| Exercise materials |

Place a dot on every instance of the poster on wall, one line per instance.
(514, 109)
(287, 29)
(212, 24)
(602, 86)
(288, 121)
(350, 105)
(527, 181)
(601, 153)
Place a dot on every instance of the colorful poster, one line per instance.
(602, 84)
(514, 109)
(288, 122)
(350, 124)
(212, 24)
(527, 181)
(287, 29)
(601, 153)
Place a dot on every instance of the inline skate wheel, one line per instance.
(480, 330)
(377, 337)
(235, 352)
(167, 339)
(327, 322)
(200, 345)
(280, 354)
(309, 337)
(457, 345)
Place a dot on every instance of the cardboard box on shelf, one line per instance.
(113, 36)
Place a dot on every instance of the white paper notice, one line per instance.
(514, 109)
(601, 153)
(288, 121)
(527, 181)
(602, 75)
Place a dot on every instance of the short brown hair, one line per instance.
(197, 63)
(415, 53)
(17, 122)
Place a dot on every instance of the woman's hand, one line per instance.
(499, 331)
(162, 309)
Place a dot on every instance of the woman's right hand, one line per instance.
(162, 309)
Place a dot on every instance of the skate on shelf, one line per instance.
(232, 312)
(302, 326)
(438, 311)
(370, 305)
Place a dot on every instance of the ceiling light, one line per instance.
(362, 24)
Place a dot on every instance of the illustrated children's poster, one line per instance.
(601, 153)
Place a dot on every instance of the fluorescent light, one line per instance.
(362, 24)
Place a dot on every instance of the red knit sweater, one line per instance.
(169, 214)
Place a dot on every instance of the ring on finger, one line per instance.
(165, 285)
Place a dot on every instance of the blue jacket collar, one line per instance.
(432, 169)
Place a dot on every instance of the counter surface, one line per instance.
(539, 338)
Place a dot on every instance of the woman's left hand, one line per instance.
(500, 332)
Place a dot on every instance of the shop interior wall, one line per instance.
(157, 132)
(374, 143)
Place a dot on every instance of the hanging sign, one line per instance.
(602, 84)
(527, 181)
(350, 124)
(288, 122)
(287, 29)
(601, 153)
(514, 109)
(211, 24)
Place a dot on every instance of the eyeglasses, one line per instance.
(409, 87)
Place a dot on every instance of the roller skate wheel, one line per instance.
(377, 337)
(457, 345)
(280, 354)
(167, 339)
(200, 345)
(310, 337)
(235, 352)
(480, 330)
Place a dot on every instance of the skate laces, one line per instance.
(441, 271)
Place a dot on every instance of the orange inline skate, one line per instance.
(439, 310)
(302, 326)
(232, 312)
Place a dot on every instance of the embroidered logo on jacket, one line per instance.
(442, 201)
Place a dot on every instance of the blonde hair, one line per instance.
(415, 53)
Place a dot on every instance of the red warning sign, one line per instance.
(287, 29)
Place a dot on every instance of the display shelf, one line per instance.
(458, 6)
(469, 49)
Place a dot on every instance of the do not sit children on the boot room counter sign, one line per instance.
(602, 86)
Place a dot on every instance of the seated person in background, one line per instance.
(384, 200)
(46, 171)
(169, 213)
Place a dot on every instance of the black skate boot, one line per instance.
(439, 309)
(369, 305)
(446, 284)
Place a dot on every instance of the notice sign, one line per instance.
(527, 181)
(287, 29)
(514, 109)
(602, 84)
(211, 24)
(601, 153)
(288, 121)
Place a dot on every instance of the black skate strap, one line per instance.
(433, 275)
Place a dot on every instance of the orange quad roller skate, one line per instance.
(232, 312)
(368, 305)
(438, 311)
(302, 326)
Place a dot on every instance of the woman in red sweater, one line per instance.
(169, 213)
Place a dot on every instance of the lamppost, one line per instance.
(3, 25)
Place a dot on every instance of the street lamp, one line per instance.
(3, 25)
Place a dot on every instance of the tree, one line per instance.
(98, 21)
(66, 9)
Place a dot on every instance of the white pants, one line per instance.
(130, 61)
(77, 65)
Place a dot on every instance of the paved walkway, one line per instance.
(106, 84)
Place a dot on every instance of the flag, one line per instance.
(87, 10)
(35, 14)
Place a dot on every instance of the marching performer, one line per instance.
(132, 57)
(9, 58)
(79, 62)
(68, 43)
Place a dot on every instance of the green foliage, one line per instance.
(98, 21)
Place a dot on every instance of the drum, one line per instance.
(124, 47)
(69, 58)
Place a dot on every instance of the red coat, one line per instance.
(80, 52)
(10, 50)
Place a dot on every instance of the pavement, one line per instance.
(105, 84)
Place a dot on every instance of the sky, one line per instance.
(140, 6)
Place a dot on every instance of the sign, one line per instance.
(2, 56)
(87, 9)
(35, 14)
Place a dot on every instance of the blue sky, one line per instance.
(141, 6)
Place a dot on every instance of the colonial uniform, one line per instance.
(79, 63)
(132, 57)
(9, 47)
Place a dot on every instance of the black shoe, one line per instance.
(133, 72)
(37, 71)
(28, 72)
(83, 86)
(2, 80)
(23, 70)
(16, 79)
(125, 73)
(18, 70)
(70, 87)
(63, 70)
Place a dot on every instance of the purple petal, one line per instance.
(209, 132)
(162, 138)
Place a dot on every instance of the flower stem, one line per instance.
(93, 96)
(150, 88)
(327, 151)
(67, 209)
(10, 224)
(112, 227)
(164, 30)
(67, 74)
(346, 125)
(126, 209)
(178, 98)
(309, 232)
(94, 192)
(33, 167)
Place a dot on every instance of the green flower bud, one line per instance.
==
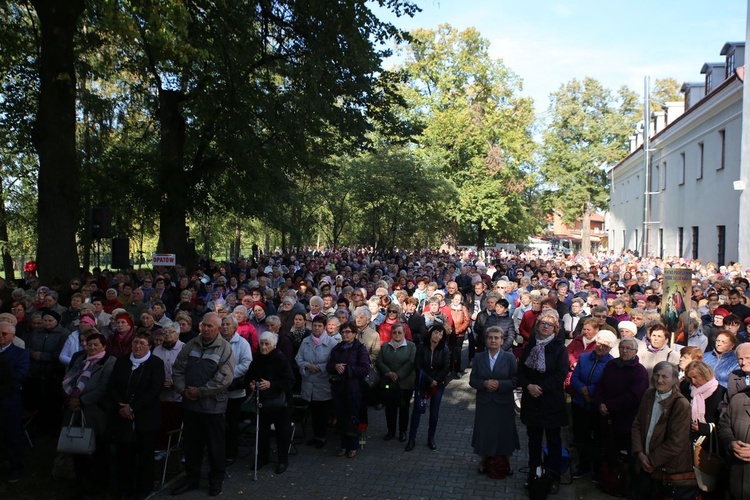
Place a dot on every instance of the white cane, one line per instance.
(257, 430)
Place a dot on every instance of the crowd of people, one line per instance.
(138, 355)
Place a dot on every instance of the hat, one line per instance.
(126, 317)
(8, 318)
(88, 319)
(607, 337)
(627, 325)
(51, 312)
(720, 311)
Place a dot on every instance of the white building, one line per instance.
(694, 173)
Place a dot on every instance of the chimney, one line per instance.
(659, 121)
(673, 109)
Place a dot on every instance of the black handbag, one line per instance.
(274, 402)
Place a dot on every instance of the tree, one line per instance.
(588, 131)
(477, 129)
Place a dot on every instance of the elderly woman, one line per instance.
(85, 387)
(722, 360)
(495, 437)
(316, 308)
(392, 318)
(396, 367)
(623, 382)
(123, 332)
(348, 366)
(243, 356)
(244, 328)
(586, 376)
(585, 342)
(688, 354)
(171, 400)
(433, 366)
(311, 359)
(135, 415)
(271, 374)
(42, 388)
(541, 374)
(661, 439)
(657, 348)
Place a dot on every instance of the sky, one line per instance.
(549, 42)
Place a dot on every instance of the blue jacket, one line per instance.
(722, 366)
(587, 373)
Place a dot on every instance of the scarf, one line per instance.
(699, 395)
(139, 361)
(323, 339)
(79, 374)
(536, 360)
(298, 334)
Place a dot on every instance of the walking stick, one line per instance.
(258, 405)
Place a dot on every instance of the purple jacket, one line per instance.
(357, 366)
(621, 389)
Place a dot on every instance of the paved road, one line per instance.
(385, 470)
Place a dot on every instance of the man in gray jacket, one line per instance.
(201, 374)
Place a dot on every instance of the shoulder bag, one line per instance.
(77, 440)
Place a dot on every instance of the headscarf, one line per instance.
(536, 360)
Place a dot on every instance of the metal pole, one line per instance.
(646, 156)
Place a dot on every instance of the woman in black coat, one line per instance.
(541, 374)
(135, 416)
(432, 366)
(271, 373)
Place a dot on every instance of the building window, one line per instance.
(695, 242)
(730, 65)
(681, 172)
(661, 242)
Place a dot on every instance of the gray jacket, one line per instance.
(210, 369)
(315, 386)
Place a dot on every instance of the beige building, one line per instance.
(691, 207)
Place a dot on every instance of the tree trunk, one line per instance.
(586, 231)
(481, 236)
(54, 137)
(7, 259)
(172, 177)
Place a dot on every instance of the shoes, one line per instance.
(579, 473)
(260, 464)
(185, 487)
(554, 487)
* * *
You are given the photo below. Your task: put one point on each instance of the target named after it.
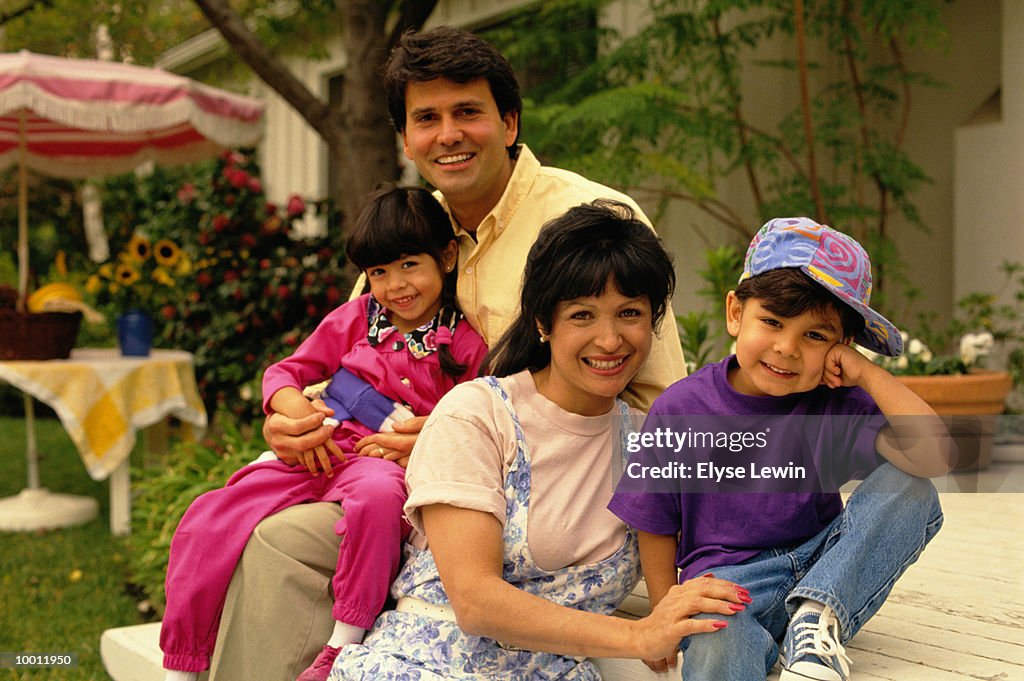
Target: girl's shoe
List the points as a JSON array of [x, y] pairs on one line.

| Stated task |
Count the lines in the three blocks above that contain the string "inline", treating uppercase and lowercase as different. Reply with the number only.

| Task solution |
2